Position identification records
[START]

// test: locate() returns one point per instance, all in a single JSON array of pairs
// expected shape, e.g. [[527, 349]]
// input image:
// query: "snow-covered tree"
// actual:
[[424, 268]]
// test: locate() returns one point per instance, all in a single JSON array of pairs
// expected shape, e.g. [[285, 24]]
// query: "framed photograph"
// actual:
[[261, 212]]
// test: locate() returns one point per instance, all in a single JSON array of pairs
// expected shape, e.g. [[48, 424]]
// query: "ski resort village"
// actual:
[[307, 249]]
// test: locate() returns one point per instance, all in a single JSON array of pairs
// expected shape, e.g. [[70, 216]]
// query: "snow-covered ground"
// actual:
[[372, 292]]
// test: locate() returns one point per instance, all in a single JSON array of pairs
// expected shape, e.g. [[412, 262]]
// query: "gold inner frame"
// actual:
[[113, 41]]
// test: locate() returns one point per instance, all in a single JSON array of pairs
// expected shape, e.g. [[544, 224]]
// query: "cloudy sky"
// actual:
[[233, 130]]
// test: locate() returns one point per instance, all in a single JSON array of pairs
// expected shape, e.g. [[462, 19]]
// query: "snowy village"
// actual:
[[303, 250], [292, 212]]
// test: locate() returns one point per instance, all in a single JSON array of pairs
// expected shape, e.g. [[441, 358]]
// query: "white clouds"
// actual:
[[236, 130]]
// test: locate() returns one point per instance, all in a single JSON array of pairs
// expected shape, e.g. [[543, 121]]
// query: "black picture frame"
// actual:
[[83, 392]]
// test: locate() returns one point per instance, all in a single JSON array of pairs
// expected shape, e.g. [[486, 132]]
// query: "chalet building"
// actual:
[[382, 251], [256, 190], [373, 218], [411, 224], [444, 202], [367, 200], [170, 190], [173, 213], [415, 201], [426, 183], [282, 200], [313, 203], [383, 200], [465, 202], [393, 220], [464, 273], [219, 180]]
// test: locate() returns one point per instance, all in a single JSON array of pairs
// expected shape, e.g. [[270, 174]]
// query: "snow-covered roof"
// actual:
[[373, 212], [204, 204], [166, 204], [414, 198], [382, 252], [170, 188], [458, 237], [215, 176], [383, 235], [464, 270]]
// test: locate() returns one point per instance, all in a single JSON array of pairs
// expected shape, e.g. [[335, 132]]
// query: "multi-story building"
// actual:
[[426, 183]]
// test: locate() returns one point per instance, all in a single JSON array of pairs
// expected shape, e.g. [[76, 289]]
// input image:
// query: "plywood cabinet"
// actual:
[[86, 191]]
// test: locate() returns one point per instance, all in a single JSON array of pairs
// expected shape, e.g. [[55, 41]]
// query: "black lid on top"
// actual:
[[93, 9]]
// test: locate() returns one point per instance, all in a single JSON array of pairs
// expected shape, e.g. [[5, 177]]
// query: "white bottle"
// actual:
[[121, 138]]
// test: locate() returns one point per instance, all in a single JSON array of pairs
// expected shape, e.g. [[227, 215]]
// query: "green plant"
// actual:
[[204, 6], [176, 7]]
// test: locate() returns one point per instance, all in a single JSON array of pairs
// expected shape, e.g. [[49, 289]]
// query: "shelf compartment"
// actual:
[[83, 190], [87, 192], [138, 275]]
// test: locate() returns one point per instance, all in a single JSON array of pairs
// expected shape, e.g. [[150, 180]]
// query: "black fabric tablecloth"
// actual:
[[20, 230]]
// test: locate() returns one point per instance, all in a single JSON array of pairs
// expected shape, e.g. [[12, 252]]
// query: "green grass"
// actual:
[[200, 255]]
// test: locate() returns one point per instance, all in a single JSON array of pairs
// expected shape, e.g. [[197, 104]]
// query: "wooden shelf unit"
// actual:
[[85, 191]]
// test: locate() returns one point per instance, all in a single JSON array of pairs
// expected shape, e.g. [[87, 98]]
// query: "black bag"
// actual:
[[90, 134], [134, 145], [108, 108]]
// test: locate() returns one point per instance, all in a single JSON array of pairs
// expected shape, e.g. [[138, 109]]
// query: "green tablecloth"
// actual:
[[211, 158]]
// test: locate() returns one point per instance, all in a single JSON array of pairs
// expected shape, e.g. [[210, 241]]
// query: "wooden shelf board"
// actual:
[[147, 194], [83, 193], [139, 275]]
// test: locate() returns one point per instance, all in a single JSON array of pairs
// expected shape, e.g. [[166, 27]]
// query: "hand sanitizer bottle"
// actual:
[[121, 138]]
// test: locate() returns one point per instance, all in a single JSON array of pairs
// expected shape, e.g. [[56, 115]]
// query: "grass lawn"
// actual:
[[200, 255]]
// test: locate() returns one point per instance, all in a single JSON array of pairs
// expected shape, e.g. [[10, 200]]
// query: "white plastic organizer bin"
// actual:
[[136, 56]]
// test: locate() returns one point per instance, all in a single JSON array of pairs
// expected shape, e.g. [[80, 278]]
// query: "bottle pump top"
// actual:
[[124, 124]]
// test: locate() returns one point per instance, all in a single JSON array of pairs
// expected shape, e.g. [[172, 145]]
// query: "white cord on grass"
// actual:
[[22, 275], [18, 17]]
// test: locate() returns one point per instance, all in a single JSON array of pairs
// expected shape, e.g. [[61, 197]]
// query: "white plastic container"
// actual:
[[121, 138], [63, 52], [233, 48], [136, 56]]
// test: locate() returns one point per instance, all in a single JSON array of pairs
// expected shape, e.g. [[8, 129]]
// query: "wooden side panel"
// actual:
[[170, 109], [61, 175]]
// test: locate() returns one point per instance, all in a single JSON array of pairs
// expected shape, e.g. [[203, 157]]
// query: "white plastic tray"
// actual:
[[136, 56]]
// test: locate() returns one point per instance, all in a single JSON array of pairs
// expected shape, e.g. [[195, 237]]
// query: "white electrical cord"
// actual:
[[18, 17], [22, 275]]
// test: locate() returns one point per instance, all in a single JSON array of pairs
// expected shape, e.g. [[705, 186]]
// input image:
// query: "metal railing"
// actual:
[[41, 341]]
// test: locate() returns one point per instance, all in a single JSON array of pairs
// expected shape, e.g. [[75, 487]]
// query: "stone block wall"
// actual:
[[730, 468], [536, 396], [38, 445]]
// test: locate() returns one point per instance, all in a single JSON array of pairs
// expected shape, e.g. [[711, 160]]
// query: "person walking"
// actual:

[END]

GIVEN PROBLEM -> Rename "expected shape" to "sample format" everywhere in the listing and leave every other part of it unchanged.

SOLUTION TO THIS EXERCISE ->
// test: locate() returns one point per instance, all in a single JSON array of pairs
// sample format, e.g. [[527, 349]]
// input image:
// query: "snow-covered tree"
// actual:
[[424, 268]]
// test: locate() returns one point per instance, all in a single JSON array of pairs
// sample format, e.g. [[285, 24]]
// query: "framed photograph"
// actual:
[[261, 212]]
// test: locate() returns one point per instance, all in a single JSON array of pairs
// sample format, e.g. [[48, 424]]
// query: "ski resort village"
// actual:
[[307, 249]]
// test: locate() returns one point per instance, all in a single JSON array of pairs
// sample format, e.g. [[70, 216]]
// query: "snow-covered ground"
// actual:
[[372, 292]]
// test: locate() returns one point per instance, all in a single JSON array of pairs
// sample format, e.g. [[412, 262]]
// query: "gold inner frame"
// actual:
[[113, 41]]
// test: locate() returns one point per instance, all in a single JSON array of pairs
// sample format, e.g. [[544, 224]]
// query: "cloudy sky"
// actual:
[[233, 130]]
// test: locate() returns one point per instance, all in a single JSON array of pairs
// sample format, e.g. [[462, 19]]
// query: "snowy village"
// actual:
[[303, 250], [292, 212]]
// test: locate() returns one point per instance, all in a single JSON array of pairs
// sample format, e.g. [[441, 358]]
// query: "white clouds"
// actual:
[[236, 130]]
// test: locate() returns one point per instance, all in a single JSON array of pairs
// sample format, e.g. [[543, 121]]
// query: "black picture frame"
// actual:
[[83, 392]]
// test: locate() returns one point per instance, all in a single JSON array of pairs
// sample format, e.g. [[486, 132]]
// query: "chalet building"
// actual:
[[382, 251], [256, 190], [373, 218], [411, 224], [444, 202], [367, 200], [170, 190], [173, 213], [415, 201], [426, 183], [282, 200], [313, 203], [383, 200], [465, 202], [393, 220], [464, 273], [219, 180]]
// test: locate() returns one point per instance, all in a single JSON array of pairs
// sample format, e.g. [[270, 174]]
// query: "snow-covered roof"
// actual:
[[373, 212], [204, 204], [166, 204], [414, 198], [382, 252], [170, 188], [458, 237], [215, 176], [383, 235], [464, 270]]
// test: locate() returns one point per instance, all in a single JSON array of pairs
// sample format, e.g. [[335, 132]]
// query: "multi-story building"
// actual:
[[426, 183]]
// test: locate() returns one point per instance, all in a single JSON array of pairs
// sample format, e.g. [[76, 289]]
// input image:
// query: "plywood cabinet"
// actual:
[[86, 191]]
// test: locate() returns one point per instance, all in a single JSON array of pairs
// sample format, e.g. [[55, 41]]
// query: "black lid on top"
// actual:
[[93, 9]]
// test: locate() returns one point per instance, all in a single JSON array of pairs
// sample format, e.g. [[5, 177]]
// query: "white bottle"
// actual:
[[121, 138]]
// test: locate() returns one point per instance, all in a single JSON array of pairs
// sample format, e.g. [[227, 215]]
// query: "green plant"
// actual:
[[204, 6], [176, 7]]
// test: locate() returns one point per instance, all in a single JSON array of pairs
// sample format, e.g. [[49, 289]]
// query: "shelf compartment"
// actual:
[[83, 190], [87, 192], [138, 275]]
// test: locate() returns one point per instance, all in a single JSON array of pairs
// sample format, e.g. [[150, 180]]
// query: "black fabric tablecloth"
// actual:
[[20, 230]]
// test: locate() returns one point per instance, all in a single JSON array of pairs
// sample format, e.g. [[12, 252]]
// query: "green grass"
// actual:
[[200, 255]]
// test: locate() returns one point per instance, all in a single JSON array of pairs
// sample format, e.g. [[197, 104]]
// query: "wooden shelf unit"
// actual:
[[85, 191]]
// test: locate() returns one point per instance, all in a single JSON array of pairs
// sample format, e.g. [[87, 98]]
// query: "black bag"
// actual:
[[90, 134], [134, 145], [108, 108]]
// test: locate() returns one point per instance, all in a single JSON array of pairs
// sample format, e.g. [[138, 109]]
// query: "green tablecloth"
// actual:
[[211, 158]]
// test: locate() returns one point per instance, all in a single JSON array of pairs
// sample format, e.g. [[210, 241]]
// query: "wooden shelf board"
// actual:
[[147, 194], [83, 193], [139, 275]]
// test: locate() returns one point per instance, all in a single JSON array of pairs
// sample format, e.g. [[166, 27]]
// query: "hand sanitizer bottle"
// actual:
[[121, 138]]
// test: locate() returns one point per instance, all in a single JSON array of pairs
// sample format, e.g. [[56, 115]]
// query: "grass lawn"
// actual:
[[200, 255]]
// test: locate() returns one point per instance, all in a single JSON array of pairs
// sample format, e.g. [[10, 200]]
// query: "white plastic organizer bin"
// actual:
[[136, 56]]
// test: locate() returns one point per instance, all in a single JSON array of pairs
// sample format, e.g. [[80, 278]]
// query: "bottle pump top"
// actual:
[[124, 124]]
// test: locate() returns one point per instance, all in a single JSON array of pairs
// sample format, e.g. [[172, 145]]
// query: "white cord on grass"
// actual:
[[22, 275], [18, 17]]
// test: locate() returns one point per instance, all in a single JSON array of pairs
// sample format, e.g. [[61, 197]]
// query: "white plastic container"
// actual:
[[121, 138], [63, 52], [233, 48], [136, 56]]
// test: locate() returns one point per instance, all in a single JSON array of pairs
// sample format, e.g. [[8, 129]]
// query: "wooden side panel"
// actual:
[[170, 109], [61, 175]]
// test: locate() returns one point per instance, all in a single JSON array of pairs
// sample format, e.g. [[203, 157]]
// query: "white plastic tray"
// actual:
[[136, 56]]
// test: locate() returns one point per instance, all in a single JSON array of pairs
// sample format, e.g. [[195, 237]]
// query: "white electrical cord"
// actual:
[[18, 17], [22, 275]]
// test: locate() returns one point per instance, all in a single JSON array of pairs
// sample format, e.g. [[705, 186]]
// input image:
// query: "metal railing"
// actual:
[[41, 341]]
// test: locate() returns one point per instance, all in a single JSON array of pairs
// sample format, e.g. [[75, 487]]
// query: "stone block wall"
// actual:
[[730, 468], [536, 396], [38, 445]]
// test: locate() returns one point per instance, all in a single JSON array of pairs
// sample format, e.g. [[711, 160]]
// query: "person walking"
// actual:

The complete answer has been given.